Goal:
Begin with the line that contains "Objective — locate the teal" and transcribe each line after it, up to and including the last line of the listing below.

Given records:
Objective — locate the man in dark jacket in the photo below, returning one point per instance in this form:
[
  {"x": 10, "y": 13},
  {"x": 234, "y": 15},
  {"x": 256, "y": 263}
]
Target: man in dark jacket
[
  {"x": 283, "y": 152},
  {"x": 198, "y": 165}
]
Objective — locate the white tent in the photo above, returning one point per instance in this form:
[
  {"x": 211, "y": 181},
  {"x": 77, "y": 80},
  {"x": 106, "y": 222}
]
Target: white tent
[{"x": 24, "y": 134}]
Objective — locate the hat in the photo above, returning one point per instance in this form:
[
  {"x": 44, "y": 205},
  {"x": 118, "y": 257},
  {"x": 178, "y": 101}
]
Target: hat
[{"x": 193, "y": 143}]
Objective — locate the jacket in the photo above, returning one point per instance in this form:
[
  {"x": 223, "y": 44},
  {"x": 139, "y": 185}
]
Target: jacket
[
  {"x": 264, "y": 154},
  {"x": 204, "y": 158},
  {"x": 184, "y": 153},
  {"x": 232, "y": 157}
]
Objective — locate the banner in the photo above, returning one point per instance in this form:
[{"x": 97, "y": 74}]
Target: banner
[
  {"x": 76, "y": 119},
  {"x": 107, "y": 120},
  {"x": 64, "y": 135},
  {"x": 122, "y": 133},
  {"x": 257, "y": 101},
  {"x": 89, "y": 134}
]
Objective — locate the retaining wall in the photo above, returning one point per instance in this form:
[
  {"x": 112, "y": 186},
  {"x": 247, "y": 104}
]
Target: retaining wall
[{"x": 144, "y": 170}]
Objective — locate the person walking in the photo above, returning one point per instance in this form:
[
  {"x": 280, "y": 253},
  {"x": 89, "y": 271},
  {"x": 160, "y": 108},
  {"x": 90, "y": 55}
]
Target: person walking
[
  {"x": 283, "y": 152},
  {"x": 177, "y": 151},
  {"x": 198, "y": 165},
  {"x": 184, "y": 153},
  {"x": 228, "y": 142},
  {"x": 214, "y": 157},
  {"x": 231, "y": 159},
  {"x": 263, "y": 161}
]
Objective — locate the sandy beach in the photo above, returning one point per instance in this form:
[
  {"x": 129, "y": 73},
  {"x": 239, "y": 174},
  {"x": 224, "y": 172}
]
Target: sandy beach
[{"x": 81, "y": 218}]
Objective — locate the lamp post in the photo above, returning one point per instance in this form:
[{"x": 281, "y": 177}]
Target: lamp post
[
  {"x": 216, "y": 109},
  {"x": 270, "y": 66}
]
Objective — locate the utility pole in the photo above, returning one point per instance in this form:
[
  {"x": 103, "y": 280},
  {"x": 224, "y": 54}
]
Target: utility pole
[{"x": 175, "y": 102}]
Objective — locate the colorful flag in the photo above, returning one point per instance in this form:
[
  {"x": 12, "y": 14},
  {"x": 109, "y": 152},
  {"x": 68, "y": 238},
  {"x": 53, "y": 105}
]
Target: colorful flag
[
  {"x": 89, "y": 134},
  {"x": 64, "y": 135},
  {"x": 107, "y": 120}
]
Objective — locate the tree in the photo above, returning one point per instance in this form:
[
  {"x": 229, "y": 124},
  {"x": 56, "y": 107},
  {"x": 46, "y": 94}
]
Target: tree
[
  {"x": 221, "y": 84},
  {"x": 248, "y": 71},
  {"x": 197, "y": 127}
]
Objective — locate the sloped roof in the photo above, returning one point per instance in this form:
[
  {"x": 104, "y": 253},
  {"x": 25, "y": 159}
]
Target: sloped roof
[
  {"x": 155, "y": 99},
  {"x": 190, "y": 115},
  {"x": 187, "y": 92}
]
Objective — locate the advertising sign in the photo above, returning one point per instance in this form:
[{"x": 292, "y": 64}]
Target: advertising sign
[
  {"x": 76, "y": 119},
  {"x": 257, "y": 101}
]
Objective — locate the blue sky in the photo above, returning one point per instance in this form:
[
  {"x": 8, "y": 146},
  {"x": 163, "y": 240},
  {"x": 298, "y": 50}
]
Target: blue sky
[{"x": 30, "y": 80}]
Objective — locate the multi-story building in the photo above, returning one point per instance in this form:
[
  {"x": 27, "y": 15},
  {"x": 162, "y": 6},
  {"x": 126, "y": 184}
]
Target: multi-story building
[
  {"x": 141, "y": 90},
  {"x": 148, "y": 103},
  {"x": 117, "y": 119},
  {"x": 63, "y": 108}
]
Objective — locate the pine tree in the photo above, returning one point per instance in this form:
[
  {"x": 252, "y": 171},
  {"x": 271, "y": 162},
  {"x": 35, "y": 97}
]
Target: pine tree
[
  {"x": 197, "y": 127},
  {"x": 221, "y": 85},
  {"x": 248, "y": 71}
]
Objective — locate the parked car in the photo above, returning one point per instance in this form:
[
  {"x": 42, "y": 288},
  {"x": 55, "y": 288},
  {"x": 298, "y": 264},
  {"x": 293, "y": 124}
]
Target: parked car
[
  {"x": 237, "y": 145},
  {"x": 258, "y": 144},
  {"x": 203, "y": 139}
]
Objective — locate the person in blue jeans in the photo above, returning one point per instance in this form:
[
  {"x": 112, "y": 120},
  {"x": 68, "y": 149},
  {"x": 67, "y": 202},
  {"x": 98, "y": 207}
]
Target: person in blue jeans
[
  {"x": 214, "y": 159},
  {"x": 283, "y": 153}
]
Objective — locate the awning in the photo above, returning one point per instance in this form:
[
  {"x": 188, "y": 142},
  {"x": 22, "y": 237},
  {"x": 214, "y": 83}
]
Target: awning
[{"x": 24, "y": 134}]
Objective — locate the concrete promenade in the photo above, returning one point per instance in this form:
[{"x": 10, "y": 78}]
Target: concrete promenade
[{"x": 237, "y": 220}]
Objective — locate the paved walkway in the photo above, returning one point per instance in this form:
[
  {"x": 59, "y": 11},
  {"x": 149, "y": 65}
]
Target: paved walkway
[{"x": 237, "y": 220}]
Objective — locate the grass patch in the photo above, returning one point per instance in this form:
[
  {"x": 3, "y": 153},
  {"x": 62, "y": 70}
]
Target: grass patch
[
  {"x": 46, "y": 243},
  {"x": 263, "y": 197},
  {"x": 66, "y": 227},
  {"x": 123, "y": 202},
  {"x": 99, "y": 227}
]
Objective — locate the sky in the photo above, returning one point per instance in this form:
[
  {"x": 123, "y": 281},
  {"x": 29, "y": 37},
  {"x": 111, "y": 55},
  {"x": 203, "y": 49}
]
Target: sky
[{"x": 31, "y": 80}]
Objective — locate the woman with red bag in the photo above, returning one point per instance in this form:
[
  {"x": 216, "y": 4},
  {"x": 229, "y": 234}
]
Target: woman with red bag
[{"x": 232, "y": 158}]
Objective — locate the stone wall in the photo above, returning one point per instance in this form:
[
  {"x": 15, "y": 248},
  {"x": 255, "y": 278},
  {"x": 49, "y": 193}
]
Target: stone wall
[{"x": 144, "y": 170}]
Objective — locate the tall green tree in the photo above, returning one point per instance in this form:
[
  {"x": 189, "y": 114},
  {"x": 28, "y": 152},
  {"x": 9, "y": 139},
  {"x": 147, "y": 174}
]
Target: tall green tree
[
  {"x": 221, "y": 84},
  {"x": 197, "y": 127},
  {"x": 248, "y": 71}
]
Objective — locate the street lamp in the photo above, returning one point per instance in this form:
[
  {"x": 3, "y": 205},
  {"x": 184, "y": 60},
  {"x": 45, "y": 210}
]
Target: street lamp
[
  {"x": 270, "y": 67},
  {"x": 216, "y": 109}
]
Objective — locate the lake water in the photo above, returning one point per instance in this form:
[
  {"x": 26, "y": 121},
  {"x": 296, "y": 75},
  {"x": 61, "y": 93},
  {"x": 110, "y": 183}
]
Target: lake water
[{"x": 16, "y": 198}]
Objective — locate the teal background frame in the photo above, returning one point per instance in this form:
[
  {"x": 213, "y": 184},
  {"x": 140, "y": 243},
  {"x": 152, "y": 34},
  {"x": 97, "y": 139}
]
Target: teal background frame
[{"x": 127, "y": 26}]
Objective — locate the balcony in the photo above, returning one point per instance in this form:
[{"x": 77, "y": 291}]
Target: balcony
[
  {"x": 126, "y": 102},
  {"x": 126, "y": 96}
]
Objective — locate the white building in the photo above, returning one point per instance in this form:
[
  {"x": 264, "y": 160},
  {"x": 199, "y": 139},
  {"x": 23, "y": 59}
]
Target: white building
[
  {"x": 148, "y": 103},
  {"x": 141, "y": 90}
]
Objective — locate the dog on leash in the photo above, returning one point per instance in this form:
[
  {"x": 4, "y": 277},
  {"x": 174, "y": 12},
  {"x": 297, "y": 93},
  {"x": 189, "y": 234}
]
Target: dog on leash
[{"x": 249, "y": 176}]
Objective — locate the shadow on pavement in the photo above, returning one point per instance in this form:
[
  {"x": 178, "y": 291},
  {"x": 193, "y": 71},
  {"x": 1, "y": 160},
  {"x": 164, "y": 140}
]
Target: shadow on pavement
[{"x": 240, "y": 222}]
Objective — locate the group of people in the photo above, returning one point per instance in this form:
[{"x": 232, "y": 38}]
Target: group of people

Result:
Objective — locate the teal background frame in the photo above, returning one point per instance in this form:
[
  {"x": 213, "y": 184},
  {"x": 140, "y": 243},
  {"x": 152, "y": 34},
  {"x": 97, "y": 139}
]
Target: teal background frame
[{"x": 127, "y": 26}]
Objective — locate the balcony in the photo above, returning one point per instance in this form:
[{"x": 77, "y": 291}]
Target: balcony
[
  {"x": 126, "y": 102},
  {"x": 126, "y": 96}
]
Objective — locate the white building in the photo above, returning one point per instance in this form:
[
  {"x": 264, "y": 160},
  {"x": 199, "y": 139},
  {"x": 23, "y": 59}
]
Target: white building
[
  {"x": 148, "y": 103},
  {"x": 141, "y": 90}
]
Objective — locate the dog on leash in the photo above, returning one point per instance in this form:
[
  {"x": 4, "y": 277},
  {"x": 174, "y": 12},
  {"x": 297, "y": 93},
  {"x": 189, "y": 234}
]
Target: dog on leash
[{"x": 249, "y": 176}]
Objective — locate the shadow on pavement in the photo above, returning one point per instance in this form:
[
  {"x": 178, "y": 291},
  {"x": 193, "y": 71},
  {"x": 1, "y": 160},
  {"x": 164, "y": 140}
]
Target: shadow on pavement
[{"x": 240, "y": 222}]
Objective — locate the group of people in the photo above, returning one point per instance in this form:
[{"x": 232, "y": 38}]
Target: group of people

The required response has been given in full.